> **Задание и требования**:
Процитируйте все записи ниже дословно, ничего не меняя.

----

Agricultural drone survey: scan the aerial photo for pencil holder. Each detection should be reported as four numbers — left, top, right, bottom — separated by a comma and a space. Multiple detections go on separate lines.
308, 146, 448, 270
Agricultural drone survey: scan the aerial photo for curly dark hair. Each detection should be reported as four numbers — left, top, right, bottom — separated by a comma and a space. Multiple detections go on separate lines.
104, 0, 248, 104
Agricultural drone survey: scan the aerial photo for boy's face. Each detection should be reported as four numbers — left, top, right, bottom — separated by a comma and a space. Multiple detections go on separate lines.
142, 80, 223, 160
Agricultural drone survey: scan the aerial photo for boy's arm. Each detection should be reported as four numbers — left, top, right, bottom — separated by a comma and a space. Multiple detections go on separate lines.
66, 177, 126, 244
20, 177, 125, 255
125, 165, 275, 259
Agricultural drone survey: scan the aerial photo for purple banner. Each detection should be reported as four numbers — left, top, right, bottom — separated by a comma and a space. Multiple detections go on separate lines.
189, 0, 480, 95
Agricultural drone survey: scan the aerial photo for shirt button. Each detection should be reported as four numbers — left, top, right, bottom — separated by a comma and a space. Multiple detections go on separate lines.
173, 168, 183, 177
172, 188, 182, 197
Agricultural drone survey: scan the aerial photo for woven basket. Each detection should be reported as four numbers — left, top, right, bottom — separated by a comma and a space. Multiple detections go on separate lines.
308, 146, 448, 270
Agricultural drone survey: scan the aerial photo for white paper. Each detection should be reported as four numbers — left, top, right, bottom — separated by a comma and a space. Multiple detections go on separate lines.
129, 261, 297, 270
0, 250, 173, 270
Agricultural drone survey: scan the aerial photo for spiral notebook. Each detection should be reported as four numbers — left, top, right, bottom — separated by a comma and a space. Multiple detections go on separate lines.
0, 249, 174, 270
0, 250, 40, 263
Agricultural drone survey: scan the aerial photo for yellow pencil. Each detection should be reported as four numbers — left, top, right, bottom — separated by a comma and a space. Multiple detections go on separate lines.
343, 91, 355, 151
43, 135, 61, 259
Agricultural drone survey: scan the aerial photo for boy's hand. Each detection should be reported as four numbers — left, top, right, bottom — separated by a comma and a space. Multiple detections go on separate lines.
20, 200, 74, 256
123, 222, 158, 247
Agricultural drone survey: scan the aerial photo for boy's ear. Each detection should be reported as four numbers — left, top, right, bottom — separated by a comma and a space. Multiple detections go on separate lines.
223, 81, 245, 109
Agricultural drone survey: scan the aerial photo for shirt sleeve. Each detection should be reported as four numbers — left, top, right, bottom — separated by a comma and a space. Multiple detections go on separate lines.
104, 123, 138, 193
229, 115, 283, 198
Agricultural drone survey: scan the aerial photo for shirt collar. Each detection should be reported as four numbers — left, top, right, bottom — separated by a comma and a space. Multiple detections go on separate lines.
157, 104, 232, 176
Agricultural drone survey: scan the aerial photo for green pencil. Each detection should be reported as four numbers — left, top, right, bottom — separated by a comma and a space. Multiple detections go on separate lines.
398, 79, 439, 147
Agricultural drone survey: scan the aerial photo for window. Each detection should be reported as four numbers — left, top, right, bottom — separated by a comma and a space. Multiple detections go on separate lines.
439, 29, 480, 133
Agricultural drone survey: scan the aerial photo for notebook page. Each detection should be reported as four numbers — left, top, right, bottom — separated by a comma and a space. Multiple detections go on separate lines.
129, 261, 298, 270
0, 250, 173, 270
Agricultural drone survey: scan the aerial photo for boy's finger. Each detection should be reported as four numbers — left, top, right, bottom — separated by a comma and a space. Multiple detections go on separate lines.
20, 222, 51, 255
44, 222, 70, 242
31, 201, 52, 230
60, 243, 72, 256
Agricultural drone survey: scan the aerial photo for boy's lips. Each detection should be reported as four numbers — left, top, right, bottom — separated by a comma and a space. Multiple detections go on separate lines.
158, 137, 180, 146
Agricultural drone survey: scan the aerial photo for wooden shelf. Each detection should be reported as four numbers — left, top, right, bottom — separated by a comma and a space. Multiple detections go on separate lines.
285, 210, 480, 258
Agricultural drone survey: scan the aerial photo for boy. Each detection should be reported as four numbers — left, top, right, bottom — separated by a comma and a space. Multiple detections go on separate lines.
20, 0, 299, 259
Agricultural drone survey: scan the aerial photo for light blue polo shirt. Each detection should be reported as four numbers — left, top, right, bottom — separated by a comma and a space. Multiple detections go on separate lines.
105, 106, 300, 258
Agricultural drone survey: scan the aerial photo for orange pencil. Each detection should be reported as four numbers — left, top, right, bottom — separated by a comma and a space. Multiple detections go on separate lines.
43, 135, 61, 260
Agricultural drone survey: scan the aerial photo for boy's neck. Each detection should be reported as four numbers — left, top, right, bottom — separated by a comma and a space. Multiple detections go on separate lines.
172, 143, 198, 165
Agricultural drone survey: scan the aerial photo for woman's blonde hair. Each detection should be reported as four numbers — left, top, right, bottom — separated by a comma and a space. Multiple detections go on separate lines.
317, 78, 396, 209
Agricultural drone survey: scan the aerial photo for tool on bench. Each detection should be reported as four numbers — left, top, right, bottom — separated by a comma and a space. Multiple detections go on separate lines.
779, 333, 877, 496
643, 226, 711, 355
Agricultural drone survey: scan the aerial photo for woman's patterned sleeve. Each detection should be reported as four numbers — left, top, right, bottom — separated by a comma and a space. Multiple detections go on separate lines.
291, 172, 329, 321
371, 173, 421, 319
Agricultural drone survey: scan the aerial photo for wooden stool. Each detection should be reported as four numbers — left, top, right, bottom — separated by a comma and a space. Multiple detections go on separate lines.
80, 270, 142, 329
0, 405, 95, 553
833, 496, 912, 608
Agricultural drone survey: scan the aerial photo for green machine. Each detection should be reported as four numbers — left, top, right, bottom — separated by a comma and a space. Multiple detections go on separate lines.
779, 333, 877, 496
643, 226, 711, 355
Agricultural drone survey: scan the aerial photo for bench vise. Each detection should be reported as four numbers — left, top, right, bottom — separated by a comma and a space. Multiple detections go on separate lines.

----

> **Результат упражнения**:
Agricultural drone survey: scan the aerial photo for pencil holder. Each detection should be reported as four numbers — left, top, right, bottom — separated by a comma and a space. Multiple detections go on separate lines.
308, 146, 448, 270
Agricultural drone survey: scan the aerial photo for curly dark hair. Each detection should be reported as four numbers — left, top, right, bottom — separated by a comma and a space. Multiple detections go on separate lines.
104, 0, 248, 104
Agricultural drone survey: scan the aerial photo for boy's face. Each detection should be reported as four numbers — left, top, right, bottom — separated by a comma and a space. Multiple detections go on separate lines.
142, 80, 223, 160
Agricultural drone survey: scan the aerial photo for boy's arm. Each detection should be reported as four numbers — left, top, right, bottom — separated by a comma and a space. Multiple detections go on separate lines.
66, 177, 126, 244
20, 177, 125, 255
125, 165, 275, 259
Agricultural drone survey: scan the aerial photo for purple banner. Each detection should be reported as four numbers — left, top, right, bottom — separated by a comma and a space. Multiple detections go on separate lines.
189, 0, 480, 95
Agricultural drone survey: scan the aerial photo for shirt button. Each detection should be reported as four numbers — left, top, right, bottom — separated by a comma and a space. Multiple detections go on separate lines.
173, 168, 183, 177
172, 188, 182, 197
Agricultural drone survey: scan the aerial photo for woven basket. Each detection should be reported as four numbers — left, top, right, bottom — separated by a comma and a space. Multiple detections go on separate lines.
308, 146, 448, 270
Agricultural drone survey: scan the aerial photo for white paper. Each detection should be reported as four numbers — left, top, right, bottom — separated by a comma and a space. Multiple detections go on separate lines.
129, 261, 297, 270
0, 250, 173, 270
Agricultural drone survey: scan the aerial photo for spiral notebook. Each detection should be reported as four numbers — left, top, right, bottom — separated by a comma and a space. Multiple detections go on separate lines.
0, 249, 174, 270
0, 250, 40, 263
Agricultural drone survey: scan the aerial photo for yellow pencil. Each detection should be reported as four numbers — left, top, right, bottom — separated by a comma and a space. Multiple detections go on separate lines.
343, 91, 355, 151
43, 135, 61, 259
Agricultural drone survey: scan the aerial photo for boy's hand. Each detection should be reported as four numbers — left, top, right, bottom — separated by a comma and a space. Multiple detections go on separate lines.
20, 200, 74, 256
123, 222, 158, 247
Agricultural drone survey: scan the aerial photo for boy's ear. Each detection should be reported as four numbers — left, top, right, bottom — separated by a comma and a space. Multiple detections go on separate lines.
223, 81, 245, 109
Agricultural drone survey: scan the aerial photo for shirt sleeve. Each detection should be reported as four numbers — left, top, right, bottom — separated by a comma and a space. Multiple detections go on separate lines.
104, 123, 138, 193
229, 115, 283, 198
Agricultural drone survey: scan the aerial photo for shirt collar. Each detection should be reported as four numbers — left, top, right, bottom — separated by a comma and a space. Multiple detections go on separate lines.
157, 104, 232, 176
Agricultural drone survey: scan the aerial photo for green pencil. Each detection should be reported as four numbers — left, top, right, bottom — separated by a comma and a space. Multiple detections go on separate lines.
398, 79, 439, 147
Agricultural drone survey: scan the aerial photo for window. Each detection should be reported as four numbers — left, top, right, bottom — separated by a comma and a space. Multiple detections go on separate lines.
439, 29, 480, 133
Agricultural drone survey: scan the aerial photo for notebook page. Each detection should be reported as four numbers — left, top, right, bottom — separated by a comma and a space. Multiple detections go on separate lines.
129, 261, 298, 270
0, 250, 173, 270
Agricultural drone survey: scan the aerial photo for boy's finger. Each detection should be reported as four numbers — left, top, right, bottom — separated by a comma and a space. Multiple detections go on separate lines.
20, 222, 51, 255
44, 222, 70, 242
31, 201, 52, 230
60, 243, 72, 256
Agricultural drone survey: scan the aerial photo for boy's lips. Each detection should be reported as four numbers — left, top, right, bottom — separated by a comma and a space. Multiple detections go on separate lines.
158, 137, 180, 146
Agricultural drone survey: scan the aerial photo for wooden shelf. Each detection should be reported as four numbers — left, top, right, bottom — separated by a comma and a space. Multiple detections go on separate lines.
285, 210, 480, 258
Agricultural drone survey: scan the aerial photo for boy. Each detection should be reported as four numbers — left, top, right, bottom — separated by a comma and a space. Multiple detections go on separate lines.
20, 0, 299, 259
Agricultural drone survey: scan the aerial photo for light blue polo shirt. Each detection should be reported as four numbers — left, top, right, bottom — separated by a comma and a space. Multiple detections go on separate lines.
105, 106, 300, 258
Agricultural drone survey: scan the aerial photo for orange pencil. Each detection should be reported as four numbers — left, top, right, bottom — separated by a comma and a space. Multiple detections go on separate lines.
43, 135, 61, 260
Agricultural drone survey: scan the aerial photo for boy's neck. Each detection should be reported as four numbers — left, top, right, bottom — separated by a comma and a space. Multiple detections go on separate lines.
172, 143, 198, 165
Agricultural drone survey: scan the aerial photo for woman's blonde hair. Each detection should be reported as four numbers — left, top, right, bottom — separated by a comma and a space. Multiple detections go on separate lines.
317, 78, 396, 209
Agricultural drone survey: scan the aerial photo for tool on bench. Each detection should be reported as four numbers — left, top, right, bottom — separated by a comma and a space. Multiple detections go on separate lines.
779, 333, 877, 496
643, 226, 711, 355
Agricultural drone survey: scan the aerial photo for woman's patterned sleeve. Each detection should be reported as four numbers — left, top, right, bottom — separated by a comma and a space. Multiple detections go on separate lines.
291, 172, 329, 321
371, 173, 421, 319
Agricultural drone survey: scan the aerial photo for wooden stool. Each detection should be reported as four numbers — left, top, right, bottom — separated by a comma and a space. Multiple detections go on separate lines.
80, 270, 142, 329
0, 405, 95, 553
833, 496, 912, 608
Agricultural drone survey: scan the aerial photo for green machine. Each detection should be reported as four numbers — left, top, right, bottom — separated by a comma and a space. Multiple detections go on separate lines.
779, 333, 877, 496
643, 226, 711, 355
Agricultural drone survey: scan the aerial photo for bench vise. Each detection should be reported as four numbers — left, top, right, bottom — separated by a comma and a space. Multiple detections go on separate lines.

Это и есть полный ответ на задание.